(Tasks to complete)
1) In the article on the Touareg uprising in Mali, list the groups that President Touré names in his televised address as compatriots who live with Malians.
2) Reproduce a passage from the article on the Touareg uprising in Mali, starting at the words "Terrorist Links?" and ending after "attempt at dialogue.".
3) Write what comes next in the article on the Touareg uprising in Mali, picking up after its last sentence.

Political parties have called on the government to hold a forum for peace and reconciliation. The Minister for Infrastructure and Transportation Ahmed Diane Semega stressed that not all Touareg are part of the rebellion. ‘Of the nearly 3,600 Touareg in the national army, fewer than one hundred have deserted,’ he said

The exact number of casualties in this uprising by the National Movement for the Liberation of Azawad or MNLA – there have been losses both within the rebel ranks and the army – has not been established by independent sources.

“In the past three weeks, at least 10,000 people are reported to have crossed to Niger, 9,000 have found refuge in Mauritania and 3,000 in Burkina Faso,” United Nations High Commission for Refugees spokesman Adrian Edwards said in Geneva. On February 10th UNHCR said it was stepping up its response with aid shipments by air and road to neighbouring countries.

“Many of the new arrivals are sleeping in the open and have little access to shelter, clean water, health services and food,” Edwards said.

The Red Cross estimates that 30,000 others have been displaced within Mali since the first MNLA attack, against the town of Menaka on January 17th. The rebels have gone on to attack several other army garrisons in the north of the country.

Malian President Amadou Toumani Touré has called on Malians not to confuse the insurgents with Touareg civilians more generally. “Those who attacked military barracks and other locations in the north must not be conflated with our other compatriots – Touareg, Arab, Songhai, and Peul – who live with us,” said Touré in a televised address.

Heavily armed Touareg fighters returning from Libya, where they supported the former leader, Colonel Gaddafy, have been blamed for galvanising local Touaregs into the new military action.  Military sources say though that 300 Touareg fighters, the largest contingent of returnees from Libya, have been deployed with the Malian army in the areas of Kidal, Tessalit and Gao, all in the north.

Terrorist Links?

The government accuses the MNLA of cooperating with the North African branch of Al Qaeda, AQLIM, which is active in the area.

On its website the MNLA denies links with other groups but confirms that its ranks had been strengthened by returnees from Libya. It criticised the Bamako regime for sending military reinforcements without any attempt at dialogue.

Despite the Touareg organisation’s claims that it acts alone however, some commentators have spoken of alliances. Magharebia.com said there was a “web of allegiances” between the different groups in the region while Jeune Afrique described power arrangements being made and unmade between troubled characters – part-drug traffickers, part-rebels, sometime-Islamists, and often opportunists.

(Raw records)
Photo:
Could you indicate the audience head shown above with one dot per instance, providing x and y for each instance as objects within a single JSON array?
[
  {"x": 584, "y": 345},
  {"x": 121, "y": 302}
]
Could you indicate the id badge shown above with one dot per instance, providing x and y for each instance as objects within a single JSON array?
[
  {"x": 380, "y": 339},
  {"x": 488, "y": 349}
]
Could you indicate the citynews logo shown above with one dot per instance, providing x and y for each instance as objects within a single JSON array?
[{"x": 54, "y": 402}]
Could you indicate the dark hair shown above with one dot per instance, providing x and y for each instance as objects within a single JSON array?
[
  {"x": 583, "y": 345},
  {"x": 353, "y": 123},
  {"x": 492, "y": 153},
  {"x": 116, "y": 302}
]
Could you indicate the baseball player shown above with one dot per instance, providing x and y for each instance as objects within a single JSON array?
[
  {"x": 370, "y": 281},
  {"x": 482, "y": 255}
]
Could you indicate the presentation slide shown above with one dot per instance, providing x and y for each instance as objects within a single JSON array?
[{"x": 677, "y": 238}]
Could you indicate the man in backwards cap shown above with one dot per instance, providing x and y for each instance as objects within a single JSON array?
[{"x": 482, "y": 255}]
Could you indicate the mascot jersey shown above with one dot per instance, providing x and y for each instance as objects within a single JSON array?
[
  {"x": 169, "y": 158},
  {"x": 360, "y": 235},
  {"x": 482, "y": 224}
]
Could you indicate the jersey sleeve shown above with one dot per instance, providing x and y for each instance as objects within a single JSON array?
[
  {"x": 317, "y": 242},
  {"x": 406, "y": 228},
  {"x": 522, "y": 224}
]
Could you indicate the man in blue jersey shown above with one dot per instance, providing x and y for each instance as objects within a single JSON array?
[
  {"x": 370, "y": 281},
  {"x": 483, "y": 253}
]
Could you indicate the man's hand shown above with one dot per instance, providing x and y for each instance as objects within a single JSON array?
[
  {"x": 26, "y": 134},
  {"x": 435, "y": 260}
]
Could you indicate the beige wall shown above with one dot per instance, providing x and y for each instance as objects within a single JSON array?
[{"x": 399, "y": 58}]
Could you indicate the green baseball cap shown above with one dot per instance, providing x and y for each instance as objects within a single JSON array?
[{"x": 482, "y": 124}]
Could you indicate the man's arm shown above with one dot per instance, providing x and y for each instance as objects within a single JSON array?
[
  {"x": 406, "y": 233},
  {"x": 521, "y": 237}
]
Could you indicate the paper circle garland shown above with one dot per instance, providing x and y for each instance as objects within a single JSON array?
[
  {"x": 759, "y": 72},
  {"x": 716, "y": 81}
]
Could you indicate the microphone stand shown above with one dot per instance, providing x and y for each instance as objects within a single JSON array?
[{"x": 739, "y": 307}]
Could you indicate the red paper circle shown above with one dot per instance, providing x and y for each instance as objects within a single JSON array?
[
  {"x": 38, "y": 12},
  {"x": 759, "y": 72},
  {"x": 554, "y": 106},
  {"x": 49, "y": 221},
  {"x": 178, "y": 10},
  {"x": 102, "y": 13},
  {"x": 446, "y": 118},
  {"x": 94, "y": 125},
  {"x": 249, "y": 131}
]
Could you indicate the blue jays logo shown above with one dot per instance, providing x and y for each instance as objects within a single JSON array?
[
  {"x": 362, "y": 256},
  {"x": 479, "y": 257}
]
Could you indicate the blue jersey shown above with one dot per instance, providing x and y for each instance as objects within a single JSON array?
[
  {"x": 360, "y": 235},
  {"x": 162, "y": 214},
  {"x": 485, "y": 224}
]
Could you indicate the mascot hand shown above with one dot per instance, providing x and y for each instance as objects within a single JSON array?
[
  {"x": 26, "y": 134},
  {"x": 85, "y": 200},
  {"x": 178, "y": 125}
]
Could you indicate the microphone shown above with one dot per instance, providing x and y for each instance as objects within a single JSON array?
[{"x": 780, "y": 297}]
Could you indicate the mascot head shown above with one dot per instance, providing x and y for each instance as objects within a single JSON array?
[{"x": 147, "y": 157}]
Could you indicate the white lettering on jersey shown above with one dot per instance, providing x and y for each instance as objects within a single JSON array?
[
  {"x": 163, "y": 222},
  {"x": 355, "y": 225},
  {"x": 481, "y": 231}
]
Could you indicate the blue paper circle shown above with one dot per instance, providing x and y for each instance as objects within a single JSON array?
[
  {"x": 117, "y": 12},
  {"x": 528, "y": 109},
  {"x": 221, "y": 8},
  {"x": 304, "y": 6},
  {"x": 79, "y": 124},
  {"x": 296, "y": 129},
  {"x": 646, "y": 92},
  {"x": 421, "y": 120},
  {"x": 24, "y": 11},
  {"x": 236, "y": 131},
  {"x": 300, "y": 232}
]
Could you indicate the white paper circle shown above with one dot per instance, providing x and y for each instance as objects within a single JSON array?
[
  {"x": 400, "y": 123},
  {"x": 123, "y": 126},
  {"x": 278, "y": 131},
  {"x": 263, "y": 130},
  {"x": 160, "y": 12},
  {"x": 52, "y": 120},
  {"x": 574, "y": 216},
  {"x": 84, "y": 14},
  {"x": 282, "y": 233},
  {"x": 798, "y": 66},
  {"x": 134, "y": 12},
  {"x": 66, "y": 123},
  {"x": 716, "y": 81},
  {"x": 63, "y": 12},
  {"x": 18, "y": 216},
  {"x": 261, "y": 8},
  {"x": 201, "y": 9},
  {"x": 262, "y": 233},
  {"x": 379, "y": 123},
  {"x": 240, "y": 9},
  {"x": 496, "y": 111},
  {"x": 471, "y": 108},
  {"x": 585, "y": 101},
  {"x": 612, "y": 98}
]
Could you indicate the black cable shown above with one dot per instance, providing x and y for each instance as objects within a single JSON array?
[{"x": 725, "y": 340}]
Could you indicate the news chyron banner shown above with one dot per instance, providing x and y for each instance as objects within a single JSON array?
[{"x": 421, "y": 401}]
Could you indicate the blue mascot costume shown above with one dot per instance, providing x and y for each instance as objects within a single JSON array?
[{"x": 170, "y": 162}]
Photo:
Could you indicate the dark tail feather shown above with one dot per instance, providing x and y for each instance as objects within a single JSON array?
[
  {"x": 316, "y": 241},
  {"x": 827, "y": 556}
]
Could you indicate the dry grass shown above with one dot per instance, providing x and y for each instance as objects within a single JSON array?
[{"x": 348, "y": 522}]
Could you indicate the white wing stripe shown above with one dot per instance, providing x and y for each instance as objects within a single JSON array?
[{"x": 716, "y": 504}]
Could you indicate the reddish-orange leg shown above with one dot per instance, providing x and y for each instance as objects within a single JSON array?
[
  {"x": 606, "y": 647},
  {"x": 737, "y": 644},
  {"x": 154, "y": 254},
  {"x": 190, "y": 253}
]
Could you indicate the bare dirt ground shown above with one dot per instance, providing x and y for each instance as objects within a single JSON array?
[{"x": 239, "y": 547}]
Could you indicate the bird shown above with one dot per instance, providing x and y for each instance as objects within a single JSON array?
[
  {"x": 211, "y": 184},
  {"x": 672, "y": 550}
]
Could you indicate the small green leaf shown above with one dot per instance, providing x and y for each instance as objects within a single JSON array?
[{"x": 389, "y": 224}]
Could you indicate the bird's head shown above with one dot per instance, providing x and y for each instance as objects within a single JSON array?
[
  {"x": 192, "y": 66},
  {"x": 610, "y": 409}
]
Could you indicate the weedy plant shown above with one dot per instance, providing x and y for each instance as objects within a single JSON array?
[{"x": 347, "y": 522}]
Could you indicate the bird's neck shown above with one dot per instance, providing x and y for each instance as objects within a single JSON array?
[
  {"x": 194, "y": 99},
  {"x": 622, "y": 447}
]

(Written answers)
1) Touareg, Arab, Songhai, Peul

2)
Terrorist Links?

The government accuses the MNLA of cooperating with the North African branch of Al Qaeda, AQLIM, which is active in the area.

On its website the MNLA denies links with other groups but confirms that its ranks had been strengthened by returnees from Libya. It criticised the Bamako regime for sending military reinforcements without any attempt at dialogue.

3)
Algeria has been helping Mali militarily in its battle against AQLIM terrorism but, in a move designed to increase pressure for a peaceful settlement, announced that it was suspending military aid to Mali while at the same time mediating talks with Touareg rebels. Algeria’s decision came after Mali halted counter-terror operations in Gao, Kidal and Timbuktu and redirected troops towards areas under Touareg rebellion. The Algerian decision was reportedly taken to prevent Mali from using Algeria’s military support against the Azawad rebel movement.

The Malian army said on February 13th that soldiers and civilians had been summarily executed during a Touareg offensive in the town of Aguelhok, and France accused the killers of adopting Al-Qaeda-style tactics. Some 82 people were said to have been executed in the town on January 24th.

Colonel Idrissa Traore, head of the army’s information service said he believed these acts could only have been committed by AQLIM.

French Foreign Minister Alain Juppe said that “it’s not very clear what role Al-Qaeda or AQLIM has played in these attacks, but there have been appalling massacres that we have condemned.” The announcement marked France’s first suggestion of a link between AQLIM and the MNLA.

The Azaouad or Azawad is the name for the main Tamashek-speaking parts of northern Mali, northern Niger, and part of southern Algeria. It does not correspond to any single administrative region, but it includes portions of the Kidal Region of Mali and the Tahoua Region and Agadez Region of Niger, and large portions of southern Algeria.